§ Aim of the task
Turn everything from the first of the lines below down to the line containing "[[488, 434], [349, 742]]" into a Markdown table with the columns n and Line, one row per line. Skip blank lines and leave the pictures out.
begin Source records
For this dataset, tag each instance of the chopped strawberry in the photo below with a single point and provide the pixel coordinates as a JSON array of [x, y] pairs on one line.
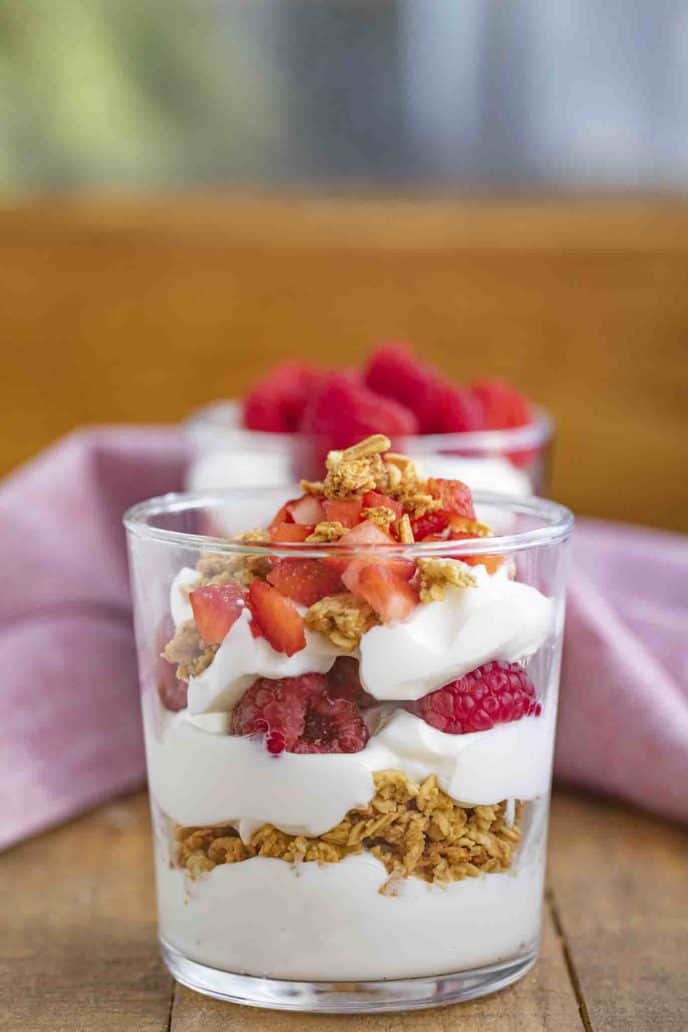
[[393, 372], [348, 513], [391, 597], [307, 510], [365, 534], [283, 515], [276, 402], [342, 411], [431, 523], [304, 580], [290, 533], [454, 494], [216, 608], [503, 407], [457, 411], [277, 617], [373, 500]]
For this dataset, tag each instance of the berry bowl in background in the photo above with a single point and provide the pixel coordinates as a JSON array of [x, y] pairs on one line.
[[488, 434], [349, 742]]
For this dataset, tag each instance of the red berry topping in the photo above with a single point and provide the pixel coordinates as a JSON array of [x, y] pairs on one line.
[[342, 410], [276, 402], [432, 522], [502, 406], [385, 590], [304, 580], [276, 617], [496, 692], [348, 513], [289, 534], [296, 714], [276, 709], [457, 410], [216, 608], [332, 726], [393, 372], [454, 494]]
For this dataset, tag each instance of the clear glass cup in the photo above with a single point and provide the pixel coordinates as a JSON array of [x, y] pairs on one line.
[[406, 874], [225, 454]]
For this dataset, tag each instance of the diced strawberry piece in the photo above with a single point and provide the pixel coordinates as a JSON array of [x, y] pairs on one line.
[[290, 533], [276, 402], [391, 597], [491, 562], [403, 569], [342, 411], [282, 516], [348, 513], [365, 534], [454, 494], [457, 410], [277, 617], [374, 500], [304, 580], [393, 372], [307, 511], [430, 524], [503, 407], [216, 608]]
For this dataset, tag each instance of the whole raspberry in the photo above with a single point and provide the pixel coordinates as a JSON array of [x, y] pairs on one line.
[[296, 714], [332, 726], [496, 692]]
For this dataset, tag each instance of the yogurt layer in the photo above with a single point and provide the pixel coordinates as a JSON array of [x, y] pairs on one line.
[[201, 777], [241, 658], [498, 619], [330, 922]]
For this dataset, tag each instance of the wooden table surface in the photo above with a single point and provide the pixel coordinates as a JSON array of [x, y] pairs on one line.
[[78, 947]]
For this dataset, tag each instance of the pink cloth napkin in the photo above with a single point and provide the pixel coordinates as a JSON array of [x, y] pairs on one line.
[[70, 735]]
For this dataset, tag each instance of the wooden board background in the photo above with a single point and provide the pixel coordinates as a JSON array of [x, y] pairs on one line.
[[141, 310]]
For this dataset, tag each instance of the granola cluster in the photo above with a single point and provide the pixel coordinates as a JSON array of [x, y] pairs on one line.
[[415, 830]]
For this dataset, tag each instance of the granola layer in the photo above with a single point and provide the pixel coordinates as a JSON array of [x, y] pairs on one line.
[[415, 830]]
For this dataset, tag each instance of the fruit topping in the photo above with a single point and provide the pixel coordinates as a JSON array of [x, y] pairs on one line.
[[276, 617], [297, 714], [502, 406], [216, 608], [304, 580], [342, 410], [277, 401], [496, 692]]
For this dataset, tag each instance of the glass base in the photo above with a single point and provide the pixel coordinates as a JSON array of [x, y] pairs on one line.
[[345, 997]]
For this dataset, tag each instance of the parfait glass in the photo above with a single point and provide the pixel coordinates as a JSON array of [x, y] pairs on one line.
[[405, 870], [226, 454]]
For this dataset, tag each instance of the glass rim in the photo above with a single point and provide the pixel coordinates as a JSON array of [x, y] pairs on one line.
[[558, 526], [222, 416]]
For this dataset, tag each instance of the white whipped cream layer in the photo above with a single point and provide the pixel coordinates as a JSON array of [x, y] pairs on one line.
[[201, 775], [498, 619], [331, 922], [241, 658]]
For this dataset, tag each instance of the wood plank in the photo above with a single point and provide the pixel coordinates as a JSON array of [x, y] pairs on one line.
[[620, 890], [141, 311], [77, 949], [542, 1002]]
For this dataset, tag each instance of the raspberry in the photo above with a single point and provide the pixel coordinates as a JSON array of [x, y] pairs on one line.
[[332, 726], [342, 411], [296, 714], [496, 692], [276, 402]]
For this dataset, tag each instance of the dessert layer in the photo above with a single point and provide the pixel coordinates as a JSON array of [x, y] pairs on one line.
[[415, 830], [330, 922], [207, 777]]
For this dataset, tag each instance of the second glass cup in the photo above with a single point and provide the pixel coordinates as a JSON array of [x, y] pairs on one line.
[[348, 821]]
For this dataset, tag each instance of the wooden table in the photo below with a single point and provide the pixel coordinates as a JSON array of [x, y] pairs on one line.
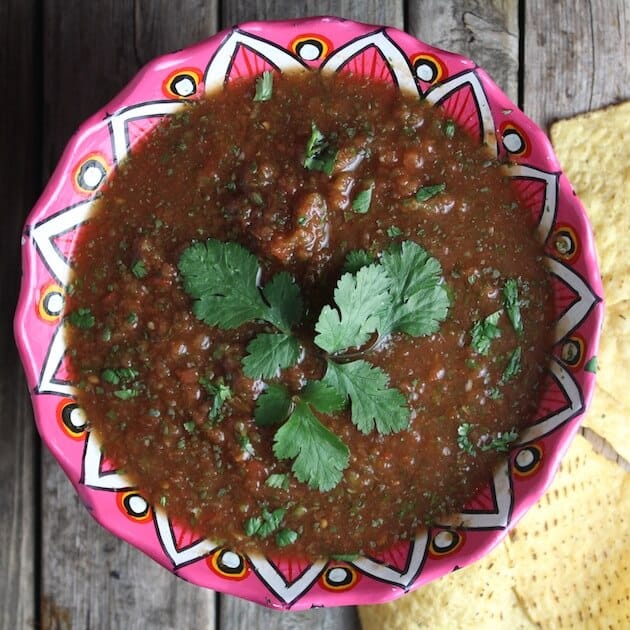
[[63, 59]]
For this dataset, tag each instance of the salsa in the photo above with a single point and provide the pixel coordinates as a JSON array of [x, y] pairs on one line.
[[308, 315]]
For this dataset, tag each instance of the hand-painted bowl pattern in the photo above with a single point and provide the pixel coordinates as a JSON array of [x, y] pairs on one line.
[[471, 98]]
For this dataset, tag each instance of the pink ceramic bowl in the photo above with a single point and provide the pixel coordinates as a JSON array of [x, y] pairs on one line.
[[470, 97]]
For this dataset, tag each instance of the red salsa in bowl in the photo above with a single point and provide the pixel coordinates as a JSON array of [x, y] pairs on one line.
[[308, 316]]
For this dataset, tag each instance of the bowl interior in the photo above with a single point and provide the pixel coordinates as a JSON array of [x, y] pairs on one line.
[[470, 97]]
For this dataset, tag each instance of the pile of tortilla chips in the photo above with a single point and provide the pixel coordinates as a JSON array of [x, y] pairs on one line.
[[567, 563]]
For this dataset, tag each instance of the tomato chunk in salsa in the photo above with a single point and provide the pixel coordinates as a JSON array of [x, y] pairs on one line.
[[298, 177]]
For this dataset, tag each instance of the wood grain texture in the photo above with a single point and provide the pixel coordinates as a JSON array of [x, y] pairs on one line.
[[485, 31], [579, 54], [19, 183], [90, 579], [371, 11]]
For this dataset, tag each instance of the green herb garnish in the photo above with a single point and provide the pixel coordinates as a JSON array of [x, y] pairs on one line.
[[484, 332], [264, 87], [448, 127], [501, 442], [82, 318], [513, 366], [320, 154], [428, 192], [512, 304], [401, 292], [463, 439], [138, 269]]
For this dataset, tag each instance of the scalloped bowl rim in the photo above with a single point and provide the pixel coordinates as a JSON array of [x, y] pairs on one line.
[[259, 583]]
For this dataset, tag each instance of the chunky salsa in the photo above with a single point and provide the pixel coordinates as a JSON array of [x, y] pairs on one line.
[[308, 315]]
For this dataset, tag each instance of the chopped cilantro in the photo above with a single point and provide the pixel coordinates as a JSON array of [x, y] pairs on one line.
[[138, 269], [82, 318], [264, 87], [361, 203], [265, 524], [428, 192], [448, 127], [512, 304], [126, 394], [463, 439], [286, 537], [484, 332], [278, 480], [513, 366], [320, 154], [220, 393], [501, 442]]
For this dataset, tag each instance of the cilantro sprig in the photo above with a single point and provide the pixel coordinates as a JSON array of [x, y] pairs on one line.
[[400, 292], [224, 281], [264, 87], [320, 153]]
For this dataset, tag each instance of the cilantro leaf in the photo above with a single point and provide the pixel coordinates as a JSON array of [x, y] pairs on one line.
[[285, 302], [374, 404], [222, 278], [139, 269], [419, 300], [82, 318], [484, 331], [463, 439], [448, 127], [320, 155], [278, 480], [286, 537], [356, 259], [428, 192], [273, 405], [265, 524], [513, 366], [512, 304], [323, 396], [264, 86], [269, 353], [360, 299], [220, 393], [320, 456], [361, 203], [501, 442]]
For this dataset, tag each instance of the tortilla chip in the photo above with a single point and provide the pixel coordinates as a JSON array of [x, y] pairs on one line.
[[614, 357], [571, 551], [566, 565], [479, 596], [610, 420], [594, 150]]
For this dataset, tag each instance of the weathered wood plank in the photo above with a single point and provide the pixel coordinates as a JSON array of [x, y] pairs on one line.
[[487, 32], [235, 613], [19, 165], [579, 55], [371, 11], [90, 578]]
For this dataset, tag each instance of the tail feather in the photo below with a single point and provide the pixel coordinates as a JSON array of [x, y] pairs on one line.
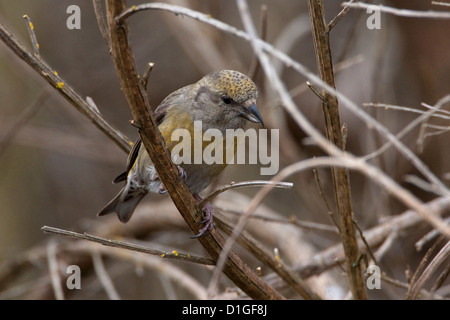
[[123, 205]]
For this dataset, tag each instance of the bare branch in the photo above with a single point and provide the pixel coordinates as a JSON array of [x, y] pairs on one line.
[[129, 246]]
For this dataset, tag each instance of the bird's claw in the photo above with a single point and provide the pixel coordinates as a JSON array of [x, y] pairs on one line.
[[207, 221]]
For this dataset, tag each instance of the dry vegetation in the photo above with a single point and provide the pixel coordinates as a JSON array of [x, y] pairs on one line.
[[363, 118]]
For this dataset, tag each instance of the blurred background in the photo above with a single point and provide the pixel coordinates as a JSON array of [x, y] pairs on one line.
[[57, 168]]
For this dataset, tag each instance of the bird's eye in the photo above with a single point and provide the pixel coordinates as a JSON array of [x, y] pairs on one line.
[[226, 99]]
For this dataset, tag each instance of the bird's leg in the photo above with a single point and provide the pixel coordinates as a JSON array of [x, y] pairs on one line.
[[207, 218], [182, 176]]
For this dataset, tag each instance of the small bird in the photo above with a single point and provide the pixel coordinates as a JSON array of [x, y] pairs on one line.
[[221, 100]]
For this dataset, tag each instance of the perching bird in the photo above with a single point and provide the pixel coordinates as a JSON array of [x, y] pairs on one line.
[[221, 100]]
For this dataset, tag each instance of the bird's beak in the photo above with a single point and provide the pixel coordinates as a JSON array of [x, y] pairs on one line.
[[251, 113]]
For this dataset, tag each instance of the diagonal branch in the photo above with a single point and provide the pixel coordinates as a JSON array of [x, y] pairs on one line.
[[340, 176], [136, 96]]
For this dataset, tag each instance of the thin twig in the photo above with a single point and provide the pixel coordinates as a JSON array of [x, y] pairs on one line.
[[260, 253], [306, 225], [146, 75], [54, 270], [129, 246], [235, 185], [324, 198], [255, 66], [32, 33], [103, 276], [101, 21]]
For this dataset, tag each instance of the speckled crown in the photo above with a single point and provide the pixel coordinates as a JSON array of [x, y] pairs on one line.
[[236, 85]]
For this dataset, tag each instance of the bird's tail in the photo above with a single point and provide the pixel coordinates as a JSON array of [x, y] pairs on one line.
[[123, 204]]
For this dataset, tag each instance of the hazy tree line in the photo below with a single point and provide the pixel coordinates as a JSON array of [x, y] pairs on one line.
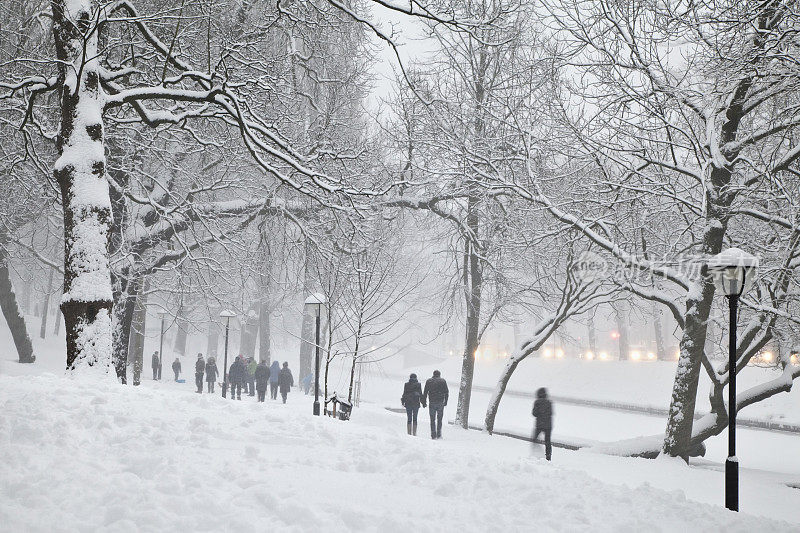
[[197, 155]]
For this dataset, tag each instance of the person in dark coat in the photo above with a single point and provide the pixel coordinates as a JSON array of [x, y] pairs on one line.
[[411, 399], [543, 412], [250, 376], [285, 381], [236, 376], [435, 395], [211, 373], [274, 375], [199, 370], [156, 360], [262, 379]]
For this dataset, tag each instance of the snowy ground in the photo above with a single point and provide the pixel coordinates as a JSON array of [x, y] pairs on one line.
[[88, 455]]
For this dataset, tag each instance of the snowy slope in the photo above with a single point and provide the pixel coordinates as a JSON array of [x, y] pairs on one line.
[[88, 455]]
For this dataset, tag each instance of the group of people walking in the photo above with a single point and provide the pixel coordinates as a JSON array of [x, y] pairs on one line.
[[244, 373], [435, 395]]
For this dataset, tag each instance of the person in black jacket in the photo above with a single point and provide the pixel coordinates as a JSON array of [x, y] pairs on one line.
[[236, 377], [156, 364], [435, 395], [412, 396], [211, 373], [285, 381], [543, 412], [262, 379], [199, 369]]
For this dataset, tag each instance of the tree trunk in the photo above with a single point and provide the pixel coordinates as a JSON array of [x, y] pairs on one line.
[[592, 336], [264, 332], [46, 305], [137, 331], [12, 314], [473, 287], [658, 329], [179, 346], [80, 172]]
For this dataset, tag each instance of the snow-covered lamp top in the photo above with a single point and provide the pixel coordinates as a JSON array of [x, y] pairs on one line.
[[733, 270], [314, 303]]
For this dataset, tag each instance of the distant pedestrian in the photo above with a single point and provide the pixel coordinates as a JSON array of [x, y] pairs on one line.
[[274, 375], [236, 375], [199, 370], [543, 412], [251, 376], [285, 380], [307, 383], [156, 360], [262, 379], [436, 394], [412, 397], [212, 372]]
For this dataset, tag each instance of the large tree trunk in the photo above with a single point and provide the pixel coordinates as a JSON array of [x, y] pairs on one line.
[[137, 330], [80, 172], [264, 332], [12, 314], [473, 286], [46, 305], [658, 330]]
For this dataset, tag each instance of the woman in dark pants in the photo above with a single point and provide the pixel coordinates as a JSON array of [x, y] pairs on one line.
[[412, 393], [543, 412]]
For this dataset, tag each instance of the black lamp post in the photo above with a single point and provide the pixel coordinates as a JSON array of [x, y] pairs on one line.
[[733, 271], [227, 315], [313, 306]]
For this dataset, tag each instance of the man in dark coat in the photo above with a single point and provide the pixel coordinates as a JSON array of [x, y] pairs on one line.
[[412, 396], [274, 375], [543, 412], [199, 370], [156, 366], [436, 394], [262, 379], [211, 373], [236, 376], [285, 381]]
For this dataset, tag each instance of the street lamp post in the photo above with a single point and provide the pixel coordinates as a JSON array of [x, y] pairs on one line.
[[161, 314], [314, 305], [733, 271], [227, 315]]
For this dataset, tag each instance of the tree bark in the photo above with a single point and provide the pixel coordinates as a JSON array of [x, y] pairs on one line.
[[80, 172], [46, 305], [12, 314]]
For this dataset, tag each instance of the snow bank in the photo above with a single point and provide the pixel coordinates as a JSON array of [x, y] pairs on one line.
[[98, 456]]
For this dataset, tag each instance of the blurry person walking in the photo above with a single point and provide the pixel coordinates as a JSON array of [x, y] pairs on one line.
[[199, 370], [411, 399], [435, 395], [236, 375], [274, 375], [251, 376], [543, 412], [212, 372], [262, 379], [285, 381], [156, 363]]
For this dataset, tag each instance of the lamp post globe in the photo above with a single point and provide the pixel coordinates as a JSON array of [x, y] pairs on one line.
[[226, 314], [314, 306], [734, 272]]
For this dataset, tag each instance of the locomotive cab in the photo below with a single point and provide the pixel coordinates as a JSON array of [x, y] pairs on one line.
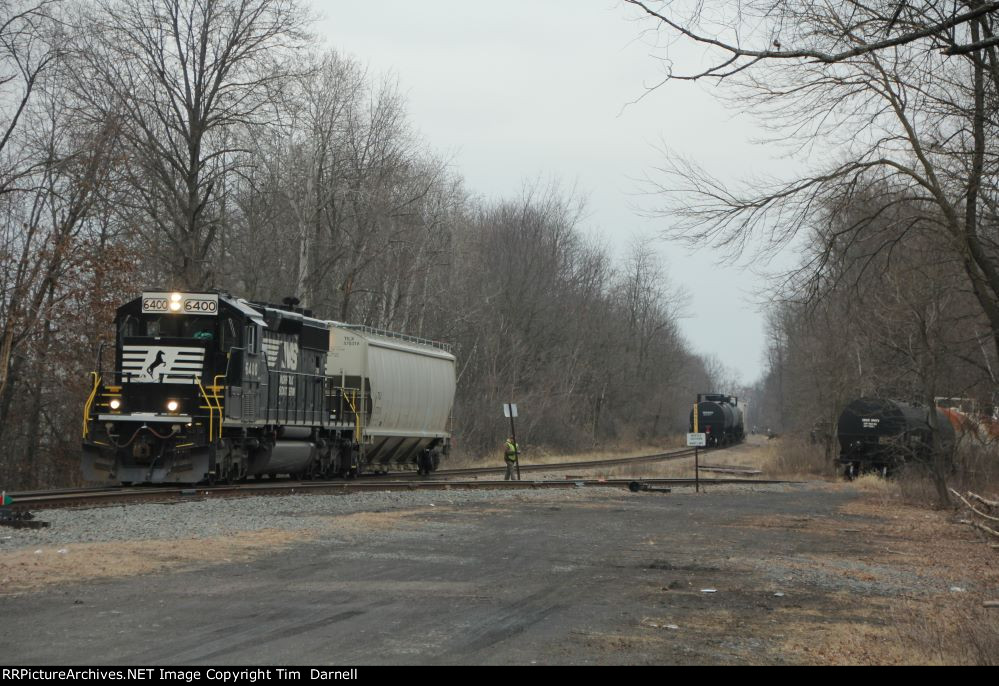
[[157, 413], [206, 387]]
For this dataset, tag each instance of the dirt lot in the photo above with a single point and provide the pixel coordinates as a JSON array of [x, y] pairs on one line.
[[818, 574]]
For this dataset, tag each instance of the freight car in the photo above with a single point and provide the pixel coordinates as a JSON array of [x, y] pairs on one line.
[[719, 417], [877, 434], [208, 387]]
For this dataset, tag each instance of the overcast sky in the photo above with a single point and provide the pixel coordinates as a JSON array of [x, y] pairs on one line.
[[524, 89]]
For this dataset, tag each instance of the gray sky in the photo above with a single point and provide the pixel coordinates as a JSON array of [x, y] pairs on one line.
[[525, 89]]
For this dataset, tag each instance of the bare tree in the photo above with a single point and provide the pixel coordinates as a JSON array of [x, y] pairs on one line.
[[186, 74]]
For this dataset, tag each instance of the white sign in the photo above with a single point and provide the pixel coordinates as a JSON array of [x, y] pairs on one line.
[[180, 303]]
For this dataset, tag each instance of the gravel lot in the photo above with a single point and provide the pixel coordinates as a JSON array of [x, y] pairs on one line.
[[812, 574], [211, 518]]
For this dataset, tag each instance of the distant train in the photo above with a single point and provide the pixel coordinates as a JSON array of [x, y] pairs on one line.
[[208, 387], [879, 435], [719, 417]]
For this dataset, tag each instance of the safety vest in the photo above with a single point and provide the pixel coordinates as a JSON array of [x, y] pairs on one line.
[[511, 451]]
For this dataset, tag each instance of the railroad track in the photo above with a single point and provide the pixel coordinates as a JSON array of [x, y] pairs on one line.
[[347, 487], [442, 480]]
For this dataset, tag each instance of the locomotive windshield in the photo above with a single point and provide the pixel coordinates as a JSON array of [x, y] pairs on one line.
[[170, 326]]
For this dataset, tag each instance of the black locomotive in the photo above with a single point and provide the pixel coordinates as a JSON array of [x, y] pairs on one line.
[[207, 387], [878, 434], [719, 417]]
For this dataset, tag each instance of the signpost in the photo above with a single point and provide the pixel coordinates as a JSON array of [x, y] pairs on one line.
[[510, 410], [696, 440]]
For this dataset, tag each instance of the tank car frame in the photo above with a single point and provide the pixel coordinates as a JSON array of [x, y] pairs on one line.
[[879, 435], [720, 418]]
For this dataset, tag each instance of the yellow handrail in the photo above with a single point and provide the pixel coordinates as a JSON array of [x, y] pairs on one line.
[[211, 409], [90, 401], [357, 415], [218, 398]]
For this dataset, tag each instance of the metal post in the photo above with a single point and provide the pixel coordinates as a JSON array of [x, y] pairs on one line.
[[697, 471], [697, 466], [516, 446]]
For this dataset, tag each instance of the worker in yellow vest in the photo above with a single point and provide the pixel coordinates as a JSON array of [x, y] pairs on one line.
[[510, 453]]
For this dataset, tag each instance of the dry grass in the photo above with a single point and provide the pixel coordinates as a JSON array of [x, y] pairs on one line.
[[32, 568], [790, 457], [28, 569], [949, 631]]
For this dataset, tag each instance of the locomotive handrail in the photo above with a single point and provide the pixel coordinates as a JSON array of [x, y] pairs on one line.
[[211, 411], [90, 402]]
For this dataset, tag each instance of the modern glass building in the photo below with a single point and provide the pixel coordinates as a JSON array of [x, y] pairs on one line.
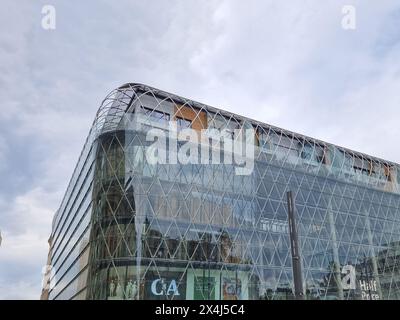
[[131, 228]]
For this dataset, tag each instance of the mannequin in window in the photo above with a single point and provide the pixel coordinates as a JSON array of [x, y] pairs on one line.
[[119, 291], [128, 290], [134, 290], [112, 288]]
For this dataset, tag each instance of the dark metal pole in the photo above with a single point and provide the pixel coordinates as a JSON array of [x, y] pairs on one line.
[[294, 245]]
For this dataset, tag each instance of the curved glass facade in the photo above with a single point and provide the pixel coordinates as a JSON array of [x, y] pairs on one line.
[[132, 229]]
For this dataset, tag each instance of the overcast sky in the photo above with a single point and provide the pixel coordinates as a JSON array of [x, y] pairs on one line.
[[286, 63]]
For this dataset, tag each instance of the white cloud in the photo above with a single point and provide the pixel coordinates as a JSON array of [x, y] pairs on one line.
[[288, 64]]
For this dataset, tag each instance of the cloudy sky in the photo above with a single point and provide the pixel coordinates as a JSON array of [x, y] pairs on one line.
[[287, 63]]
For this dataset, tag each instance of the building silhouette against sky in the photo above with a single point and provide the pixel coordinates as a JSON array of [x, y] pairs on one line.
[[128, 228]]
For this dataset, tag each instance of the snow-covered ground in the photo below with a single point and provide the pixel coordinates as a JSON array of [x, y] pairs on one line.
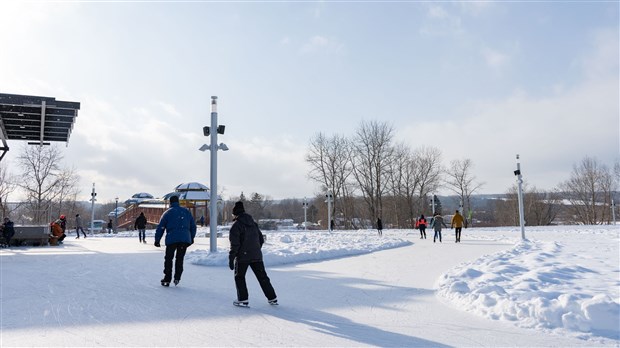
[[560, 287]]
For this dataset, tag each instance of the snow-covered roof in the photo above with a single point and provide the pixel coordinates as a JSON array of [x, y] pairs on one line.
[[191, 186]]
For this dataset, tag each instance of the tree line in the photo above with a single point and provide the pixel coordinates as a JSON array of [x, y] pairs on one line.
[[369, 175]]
end Source records
§ Completed task
| n | Line |
|---|---|
| 1 | For this dataset, tag each instance of the chopped strawberry in the photo below with a single point and provide the pixel coordinates as a JSON array of [x, y] pairs on one line. |
| 2 | [[393, 372], [348, 513], [391, 597], [307, 510], [365, 534], [283, 515], [276, 402], [342, 411], [431, 523], [304, 580], [290, 533], [454, 494], [216, 608], [503, 407], [457, 411], [277, 617], [373, 500]] |
| 3 | For this dataset, tag each instance of the berry bowl in background in the photo above with a single point and provide the pixel coordinates as a JSON array of [x, y] pairs on one line. |
| 4 | [[488, 434], [349, 742]] |